● SOURCE
= = = =
New Federal Rules on Electronic Discovery

Amendments to the Federal Rules of Civil Procedure addressing the discovery of electronically-stored information are scheduled to take effect on December 1, 2006. With the Information Age in full swing, the roles of corporate IT departments and IT professionals have changed from merely keeping the company's computer systems up and running to acting as librarians and record keepers for all activities occurring on the company's computer system, including managing electronic data on networks spanning multiple servers, back-up tapes, hard drives, laptops and PDAs. Savvy litigants are increasingly pursuing electronic records of all types as part of the discovery process.

The amendments to the Federal Rules of Civil Procedure attempt to reduce costly discovery disputes pertaining to electronic discovery by offering structure, uniformity and guidance as to how electronic discovery should proceed. However, the rules also dictate a significant amount of work that must be done by litigants in the first 120 days after commencement of the lawsuit. From the beginning of the litigation, litigants must work closely with their IT departments and litigation counsel to ensure compliance with electronic discovery rules. Penalties for non-compliance with the electronic discovery rules can be devastating, ranging from significant monetary penalties to dismissal of lawsuits.
= = = =
Answer these questions using the text on electronic discovery rules.
(a) On what date are the amendments scheduled to take effect?
(b) Within how many days after a lawsuit begins must litigants complete a significant amount of work under the rules?
(c) What range of penalties can follow non-compliance with the electronic discovery rules?
The rows that follow are not needed for the work on this text.
= = = =
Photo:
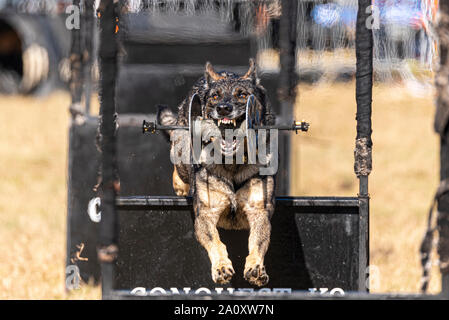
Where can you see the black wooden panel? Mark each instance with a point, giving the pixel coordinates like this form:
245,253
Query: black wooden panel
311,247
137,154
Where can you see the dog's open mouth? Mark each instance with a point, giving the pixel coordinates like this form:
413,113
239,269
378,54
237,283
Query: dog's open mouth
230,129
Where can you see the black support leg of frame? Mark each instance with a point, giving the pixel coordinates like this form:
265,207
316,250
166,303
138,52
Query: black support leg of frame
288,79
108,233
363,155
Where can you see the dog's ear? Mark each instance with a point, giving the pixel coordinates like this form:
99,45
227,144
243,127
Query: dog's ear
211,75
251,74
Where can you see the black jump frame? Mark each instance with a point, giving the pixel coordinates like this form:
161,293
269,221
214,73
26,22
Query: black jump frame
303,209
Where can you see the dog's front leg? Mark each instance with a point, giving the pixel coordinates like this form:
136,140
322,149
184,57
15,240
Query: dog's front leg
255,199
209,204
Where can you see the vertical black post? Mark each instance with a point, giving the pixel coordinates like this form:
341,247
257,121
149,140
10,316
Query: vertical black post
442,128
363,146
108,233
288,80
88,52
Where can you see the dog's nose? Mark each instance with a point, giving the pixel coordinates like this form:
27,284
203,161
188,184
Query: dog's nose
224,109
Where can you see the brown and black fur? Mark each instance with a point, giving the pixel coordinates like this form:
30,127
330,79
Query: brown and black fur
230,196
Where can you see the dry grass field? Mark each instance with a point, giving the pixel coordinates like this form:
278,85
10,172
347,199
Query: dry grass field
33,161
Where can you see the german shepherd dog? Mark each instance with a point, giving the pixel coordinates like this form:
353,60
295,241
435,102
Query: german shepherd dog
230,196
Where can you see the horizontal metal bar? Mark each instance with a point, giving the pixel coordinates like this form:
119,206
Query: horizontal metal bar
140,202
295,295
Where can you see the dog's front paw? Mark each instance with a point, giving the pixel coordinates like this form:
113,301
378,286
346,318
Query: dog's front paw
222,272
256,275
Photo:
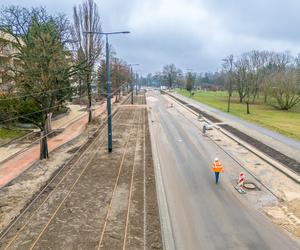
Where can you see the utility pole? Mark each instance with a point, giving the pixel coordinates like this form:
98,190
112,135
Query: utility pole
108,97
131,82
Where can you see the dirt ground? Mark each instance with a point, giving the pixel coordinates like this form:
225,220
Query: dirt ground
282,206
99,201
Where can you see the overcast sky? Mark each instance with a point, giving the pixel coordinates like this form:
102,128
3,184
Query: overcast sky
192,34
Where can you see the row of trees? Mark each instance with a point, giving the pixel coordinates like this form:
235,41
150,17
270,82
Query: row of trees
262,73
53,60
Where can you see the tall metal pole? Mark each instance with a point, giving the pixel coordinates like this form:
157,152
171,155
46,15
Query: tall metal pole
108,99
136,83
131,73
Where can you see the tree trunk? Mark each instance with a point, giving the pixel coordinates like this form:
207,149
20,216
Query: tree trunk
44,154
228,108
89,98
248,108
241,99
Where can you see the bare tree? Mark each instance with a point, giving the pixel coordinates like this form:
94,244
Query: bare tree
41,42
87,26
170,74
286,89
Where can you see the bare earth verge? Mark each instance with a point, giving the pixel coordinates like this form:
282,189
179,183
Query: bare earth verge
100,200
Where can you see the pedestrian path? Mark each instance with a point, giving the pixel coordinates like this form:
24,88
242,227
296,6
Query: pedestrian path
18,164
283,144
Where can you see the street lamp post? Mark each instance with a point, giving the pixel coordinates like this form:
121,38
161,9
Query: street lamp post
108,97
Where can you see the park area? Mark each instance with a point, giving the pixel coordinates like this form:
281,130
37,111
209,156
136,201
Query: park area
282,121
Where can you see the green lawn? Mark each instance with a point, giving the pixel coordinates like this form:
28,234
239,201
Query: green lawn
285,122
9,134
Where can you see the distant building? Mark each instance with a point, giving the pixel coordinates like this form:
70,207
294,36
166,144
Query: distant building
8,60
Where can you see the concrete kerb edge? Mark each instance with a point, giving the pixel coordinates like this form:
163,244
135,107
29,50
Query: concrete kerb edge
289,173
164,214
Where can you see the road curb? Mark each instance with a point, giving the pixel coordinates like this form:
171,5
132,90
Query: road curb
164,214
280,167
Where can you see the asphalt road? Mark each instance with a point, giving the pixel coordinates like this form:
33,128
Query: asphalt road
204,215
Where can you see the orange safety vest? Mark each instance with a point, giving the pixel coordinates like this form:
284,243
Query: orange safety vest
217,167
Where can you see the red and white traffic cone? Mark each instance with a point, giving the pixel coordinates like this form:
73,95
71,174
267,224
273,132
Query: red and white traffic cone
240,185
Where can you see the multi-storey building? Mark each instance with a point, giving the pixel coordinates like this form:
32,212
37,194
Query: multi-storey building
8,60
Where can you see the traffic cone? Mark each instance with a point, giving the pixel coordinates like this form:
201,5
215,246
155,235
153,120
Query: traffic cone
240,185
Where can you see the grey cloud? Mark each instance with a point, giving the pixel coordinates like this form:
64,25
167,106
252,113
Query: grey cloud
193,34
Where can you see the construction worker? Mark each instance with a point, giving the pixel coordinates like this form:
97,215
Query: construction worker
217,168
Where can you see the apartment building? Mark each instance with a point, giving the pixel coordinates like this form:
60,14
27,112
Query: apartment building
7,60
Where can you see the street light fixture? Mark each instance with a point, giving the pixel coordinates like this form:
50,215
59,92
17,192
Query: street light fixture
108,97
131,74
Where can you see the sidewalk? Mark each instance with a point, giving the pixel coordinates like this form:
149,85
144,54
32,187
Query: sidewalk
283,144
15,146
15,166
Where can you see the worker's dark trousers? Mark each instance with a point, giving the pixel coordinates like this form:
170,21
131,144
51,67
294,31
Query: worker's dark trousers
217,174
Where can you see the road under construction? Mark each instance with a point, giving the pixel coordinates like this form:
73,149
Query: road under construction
= = = =
● ANSWER TO THE PROBLEM
(a) December 1, 2006.
(b) 120 days.
(c) Penalties range from significant monetary penalties to dismissal of lawsuits.